The group then took another break, and just three members — Chanyeol, Sehun, and Xiumin — came back out. The three started chanting the words, “gatchi gatchi hae,” which roughly translates to “do it together, together.” As the audience caught on and joined in, the stadium crescendoed into a full out roar when the trap beat dropped. The trio performed the hip-hop song with a powerful swagger that I hadn’t expected from the idols, and I feel pretty positive that after hearing the new track, I was not the only one in the stadium hoping for a Chanyeol, Sehun and Xiumin unit promotion of the song in the future.
The rest of the group emerged for an old school hip-hop remix of “Two Moons,” and as the crowd slowly but surely became more and more hyped, Chanyeol moved to center stage and picked up an electric guitar. The rapper shredded out some an impressive riff that included a “Growl” sample before moving behind the turn tables to drop a mix of EDM and hip-hop beats as the rest of EXO ran around the stage chanting “Jump! Jump! Jump!” and “Put your hands up!” in Korean. The group then performed a remix of “Let Out the Beast,” and it was around this time that the audience truly went insane.
I don’t think that I have ever used the phrase “it was lit” in regards to Kpop performances — Exciting? Yes. Fun? Definitely. But lit? Not so much. So believe me when I say, at this point, the EXO concert was lit. Fans were going out of their minds. The standing section was in all-out mosh mode, and the sitting section was certainly not sitting. Everyone’s light sticks pulsed in time with the beat and fans danced wildly as EXO effectively turned the stadium into a club, closing out their set with “Lucky” and “Run.”
- - - - -
> **EXERCISE TASK 1**:
List every song title that the EXO concert passage names as performed by the group, leaving out any title that appears only as a sample.
> **EXERCISE TASK 2**:
In the EXO concert passage, what does "gatchi gatchi hae" roughly translate to?
> **EXERCISE TASK 3**:
Carry the EXO concert passage forward from where it stops.
The items that come after this passage are not needed for any of the tasks.

> **RECORDS**:
- - - - -
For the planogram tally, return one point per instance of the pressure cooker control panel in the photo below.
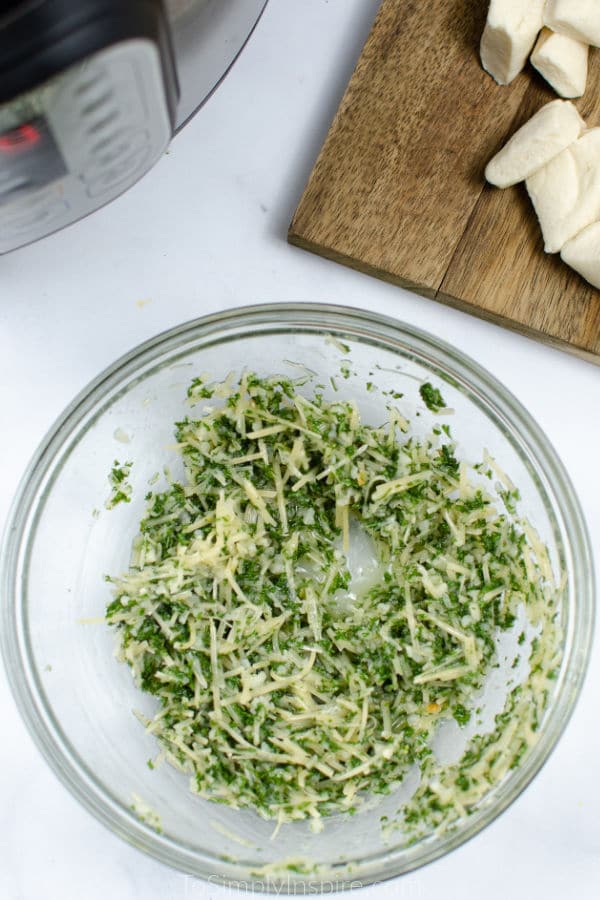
(79, 140)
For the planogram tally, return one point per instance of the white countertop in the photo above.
(204, 231)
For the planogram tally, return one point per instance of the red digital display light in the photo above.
(21, 138)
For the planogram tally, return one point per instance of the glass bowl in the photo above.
(61, 540)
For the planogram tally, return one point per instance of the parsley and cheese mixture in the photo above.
(282, 689)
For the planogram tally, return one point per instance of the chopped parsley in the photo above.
(431, 397)
(120, 487)
(280, 687)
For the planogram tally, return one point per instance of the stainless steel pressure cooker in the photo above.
(91, 92)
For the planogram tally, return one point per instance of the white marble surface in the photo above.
(205, 230)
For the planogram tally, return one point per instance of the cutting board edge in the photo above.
(519, 327)
(303, 243)
(447, 299)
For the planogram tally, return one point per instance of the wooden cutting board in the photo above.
(398, 190)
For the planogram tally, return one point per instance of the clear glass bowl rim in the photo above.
(284, 317)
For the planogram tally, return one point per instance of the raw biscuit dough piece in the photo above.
(509, 35)
(550, 131)
(566, 192)
(582, 253)
(579, 19)
(562, 61)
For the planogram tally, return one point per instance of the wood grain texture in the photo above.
(398, 189)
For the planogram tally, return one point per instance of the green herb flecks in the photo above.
(279, 688)
(431, 397)
(120, 487)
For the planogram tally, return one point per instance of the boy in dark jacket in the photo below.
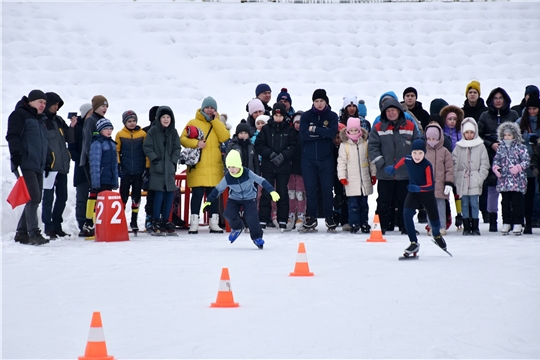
(132, 162)
(276, 144)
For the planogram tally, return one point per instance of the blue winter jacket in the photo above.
(103, 162)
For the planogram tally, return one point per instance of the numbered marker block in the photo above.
(111, 224)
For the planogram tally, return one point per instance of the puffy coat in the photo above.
(27, 135)
(489, 122)
(162, 147)
(103, 162)
(278, 138)
(209, 170)
(318, 145)
(353, 164)
(471, 163)
(390, 141)
(511, 155)
(442, 163)
(129, 147)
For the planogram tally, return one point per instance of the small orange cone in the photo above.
(96, 349)
(225, 297)
(301, 268)
(376, 233)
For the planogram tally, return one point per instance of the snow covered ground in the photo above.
(154, 294)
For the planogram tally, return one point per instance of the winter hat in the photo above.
(472, 85)
(531, 88)
(354, 123)
(284, 95)
(85, 109)
(103, 123)
(262, 88)
(533, 101)
(468, 126)
(279, 108)
(362, 110)
(36, 95)
(99, 100)
(418, 144)
(242, 127)
(349, 100)
(234, 159)
(409, 90)
(129, 114)
(209, 102)
(255, 105)
(320, 94)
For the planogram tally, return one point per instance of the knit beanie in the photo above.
(530, 89)
(234, 159)
(99, 100)
(242, 127)
(209, 102)
(320, 94)
(279, 108)
(354, 123)
(418, 144)
(409, 90)
(129, 114)
(349, 100)
(362, 110)
(103, 123)
(262, 88)
(36, 95)
(284, 95)
(255, 105)
(472, 85)
(85, 109)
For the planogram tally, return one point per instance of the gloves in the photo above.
(413, 188)
(16, 159)
(496, 169)
(205, 205)
(390, 170)
(278, 160)
(515, 169)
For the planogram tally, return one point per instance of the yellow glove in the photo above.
(206, 204)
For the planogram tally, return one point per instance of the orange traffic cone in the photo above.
(376, 233)
(225, 297)
(96, 349)
(301, 268)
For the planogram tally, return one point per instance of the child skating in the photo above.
(242, 194)
(421, 192)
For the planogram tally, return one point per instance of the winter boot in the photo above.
(439, 240)
(466, 227)
(492, 222)
(214, 225)
(193, 224)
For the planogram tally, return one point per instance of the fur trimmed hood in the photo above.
(514, 128)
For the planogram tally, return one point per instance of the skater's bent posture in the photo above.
(421, 192)
(242, 194)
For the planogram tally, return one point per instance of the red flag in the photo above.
(19, 194)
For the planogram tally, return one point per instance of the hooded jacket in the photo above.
(442, 163)
(162, 147)
(389, 141)
(353, 164)
(511, 155)
(471, 163)
(27, 135)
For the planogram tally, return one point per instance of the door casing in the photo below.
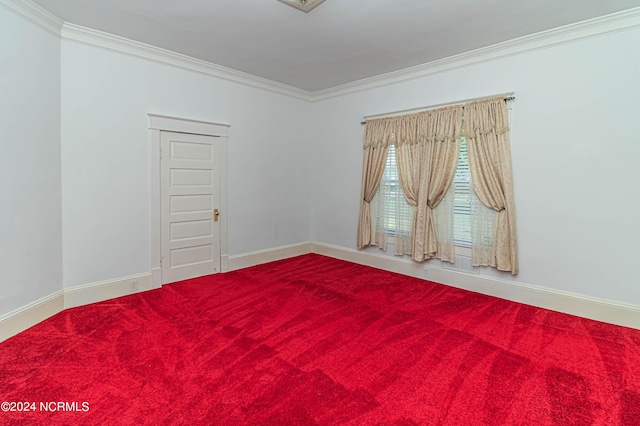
(157, 124)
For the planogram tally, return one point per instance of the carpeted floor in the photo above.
(314, 340)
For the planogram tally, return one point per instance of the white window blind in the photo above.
(394, 215)
(462, 203)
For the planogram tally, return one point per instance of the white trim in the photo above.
(104, 290)
(594, 308)
(186, 125)
(569, 33)
(27, 316)
(159, 123)
(35, 14)
(31, 314)
(562, 301)
(614, 22)
(91, 37)
(258, 257)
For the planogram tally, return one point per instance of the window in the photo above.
(394, 216)
(462, 203)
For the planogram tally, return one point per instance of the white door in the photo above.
(190, 198)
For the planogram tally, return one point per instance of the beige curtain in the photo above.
(428, 168)
(487, 134)
(378, 134)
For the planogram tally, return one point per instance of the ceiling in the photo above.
(337, 43)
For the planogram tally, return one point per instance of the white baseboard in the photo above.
(245, 260)
(29, 315)
(104, 290)
(598, 309)
(571, 303)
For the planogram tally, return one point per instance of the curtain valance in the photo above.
(442, 124)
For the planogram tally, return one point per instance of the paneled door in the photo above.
(190, 199)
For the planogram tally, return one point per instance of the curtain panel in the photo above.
(427, 145)
(487, 134)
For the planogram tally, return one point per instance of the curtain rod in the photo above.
(507, 97)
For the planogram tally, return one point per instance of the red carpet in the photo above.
(313, 340)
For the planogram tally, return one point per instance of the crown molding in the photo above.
(35, 14)
(581, 30)
(585, 29)
(304, 6)
(119, 44)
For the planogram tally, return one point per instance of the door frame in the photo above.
(160, 123)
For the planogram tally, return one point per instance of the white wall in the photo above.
(105, 159)
(30, 217)
(575, 152)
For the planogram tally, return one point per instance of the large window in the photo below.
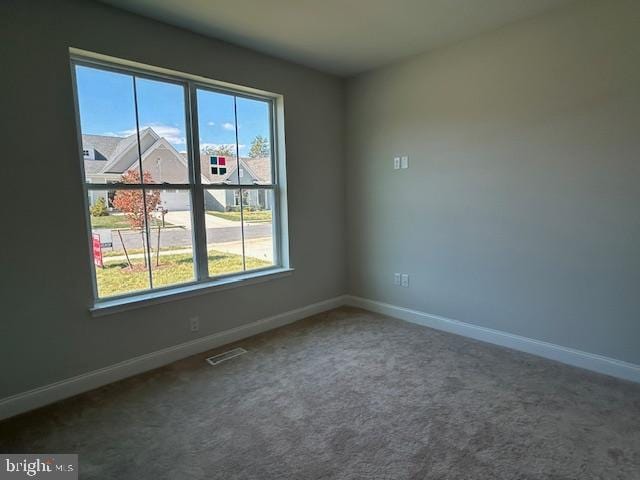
- - - - -
> **RIGHT ANSWER 1**:
"Two Moons," "Let Out the Beast," "Lucky," "Run"

> **RIGHT ANSWER 2**:
It roughly translates to "do it together, together."

> **RIGHT ANSWER 3**:
The group thanked the audience, took a bow, and disappeared behind the stage as the lights came up. Knowing better to believe it was their final exit for the night, shouts of “Encore! Encore!” rose through the audience as fans begged EXO to reappear. The group obliged, returning clad in — you guessed it — the same baseball jerseys that the audience was wearing. The last few songs were less about performance, and more about thanking the audience. As they sang “Cloud 9,” “Growl,” “Lucky One,” and “Angel,” each member wandered the stadium, waving, smiling, and touching hands to thank every fan for coming.
What struck me about EXO in this very last part of their performance, was the exact same thing that I felt when I saw the group perform in Dallas. As I looked upon the members and their fans all wearing the same uniform, a sense of equality and inclusion permeated throughout the stadium. EXO has an impeccable ability to foster a sense of sincere belonging; to make the fans feel like they are not a part of the “them,” but that they are a part of EXO’s “us.” In my last review, I wrote that there is still truth in EXO’s signature phrase “we are one,” and now I realize that phrase extends not just to the EXO members, but to the entire team. The 15,000 people at the Seoul Olympic Stadium that night weren’t just sporting collector’s item jerseys at the concert, they were putting on their uniforms. The pride I used to feel walking up to the soccer field in my uniform pales in comparison to the pride that EXO and EXO-L fans feel in being a part of the same team, and their ability to inspire that sort of loyalty and patriotism in their teammates, is exactly why EXO continues to reign as the current champions of Kpop.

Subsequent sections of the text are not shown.